— START PAGE EXCERPT —

There's been times that a guy's approach is he needs to think middle, backside. You have to think about hitting this ball off the right field wall.
There's other guys that when they do that, they're super late. So it's changing their mindset, their attitude to, okay, it's not poll. But I need to think about my timing being I'm going to hit this off the right field scoreboard as a lefty because I'm late on everything else. It's.
Some guys want to look pitch right. I'm still a big believer. And we look fastball away, we adjust to everything else, which is a very obviously common approach.
But that worked for me and I know that worked for me. But it's adapting to kids that are like, well, if I do that, even I'm thinking, I'm like, so what are you thinking in the batter's box? You're like, I'm not.
And they're hitting really well. And I'm like, well, then keep doing that.
And it's hard. It's hard for some people because unless you have a really good relationship with your guys.
You don't know what they're actually thinking. Right. It's.
I remember. And hopefully you don't take offense to this, but if a coach tells you something and you hit a ball right back up the middle on a line right after that, off the machine, and the coach is like, see, I told you. And you're like, I didn't change anything. Gotcha. Right? But it's.
[00:43:39] Speaker A: I mean, that's what I tell guys in pro ball, that we're going to pick all the time. Like, you're going to get told a lot of stuff. It's okay to nod your head and just keep doing what you're doing.
[00:43:47] Speaker B: Yeah.
For me as a coach, and I actually heard this from Erich, my coach in Great Falls, my last year of playing was if you can learn. And that was extended spring training. And then we went into short season out in Great Falls. So I was with him for maybe three, four months.
And I'll never forget it. He said, if you can take two or three things from me in this time frame, I did my job.
And I think you get to a point in your career and I ask recruits this all the time. It's how many hitting coaches or coaches have you had up until this point?
And they're like, oh, not that many. And I'm like, okay, well, have you ever seen a guy talk on Twitter? Have you ever had a hitting lesson? Have you ever had a summer ball coach? Have you had a high, high school coach, junior high coaches, dad giving you hitting advice? You take all of this information, and the whole goal for each individual player is to. They have to become their best hitting coach because I have my hands on these guys for two years, and then they go off to their four year.
So then they get there and they may be told something that they're like, oh, that doesn't work for me.
But they're going to try to do it because coach told them to do it, or you're not going to play. And then you just start thinking what you have to do to actually produce on the field.
And that's my biggest goal. With every single one of our guys. I want each guy to become their best individual hitting coach.

— END PAGE EXCERPT —

*EXERCISE TASKS*:
• a. Reproduce everything in the baseball hitting transcript from "[00:43:47] Speaker B: Yeah." down to "did my job.".
• b. Check each statement against the baseball hitting transcript and answer yes or no, quoting the words that decide it: (i) The speaker's coach in Great Falls was named Erich. (ii) The speaker worked with that Great Falls coach for about a year. (iii) The speaker coaches each player for four years before they move on.
• c. Pick up the baseball hitting transcript after its final sentence and keep it going.

— START MATERIAL —

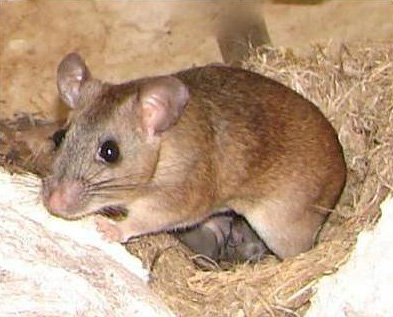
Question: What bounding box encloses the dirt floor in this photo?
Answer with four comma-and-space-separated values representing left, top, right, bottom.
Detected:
0, 1, 393, 316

— END MATERIAL —

*ANSWERS FOR THE TASKS*:
• a.
[00:43:47] Speaker B: Yeah.
For me as a coach, and I actually heard this from Erich, my coach in Great Falls, my last year of playing was if you can learn. And that was extended spring training. And then we went into short season out in Great Falls. So I was with him for maybe three, four months.
And I'll never forget it. He said, if you can take two or three things from me in this time frame, I did my job.

• b.
(i) Yes: "I actually heard this from Erich, my coach in Great Falls"
(ii) No: "So I was with him for maybe three, four months."
(iii) No: "I have my hands on these guys for two years, and then they go off to their four year."

• c.
Because I'm not in their brain. I felt like I was a good hitter. I knew what made me a good hitter. It's my job to learn what each of these guys individually have to be thinking, have to look for, have to swing, like to put them in the best position to have success and be their best hitting coach.
We talked about the lessons a little bit. I always think it's funny because I do like I said, I work with really eight to high school seniors and some of these kids it's. They come in and hey what do we talk about last week?
I forget.
[00:45:58] Speaker A: Write it down.
[00:45:59] Speaker B: So. So we're doing. We're doing a hitting lesson for six weeks. But you forget what we talked about each week every time. So I know you haven't gone home and hit extra to work on what we talked about and you're just expecting it to take care of itself. And we're going to relearn it every week for six weeks so we can get really good at remembering that one thing hopefully. Right. But I think it's the same way with college kids. You tell them things sometimes and until they buy into it, until they feel it, until they trust may never change.
Right. And they have to be willing to make those adjustments as well.
[00:46:34] Speaker A: So your pregame dailies for catchers the same for all your guys?
[00:46:38] Speaker B: Yeah. Yeah. We. We've added a couple of things here and there.
[00:46:41] Speaker A: Would you add.
[00:46:42] Speaker B: I started using some of the weighted ball.
[00:46:44] Speaker A: Yep.
[00:46:45] Speaker B: Stuff I see a lot and there's a couple really good.
[00:46:50] Speaker A: What do you have in them? Focus with the weighted balls on receipts.
[00:46:53] Speaker B: More so movement up through.
[00:46:55] Speaker A: Yeah. Trying to work it back into this.
[00:46:57] Speaker B: Yeah. Just the feel of it.
I, I follow a lot of X accounts, Twitter accounts that catching guys out.
[00:47:08] Speaker A: There shout out to the catching community. I think it's 100%. I think it's the. The most forward thinking group we got.
[00:47:15] Speaker B: Yeah.
And it's seeing the guys that post the big leaguers pre games and how diligent they are with their pregame preparation and honestly going back to a previous question you had about something you might change.
It's probably stuff like that where it's not. I'm just rolling out of bed going to catch the bullpen, stretch a little bit, hit BP and here we go.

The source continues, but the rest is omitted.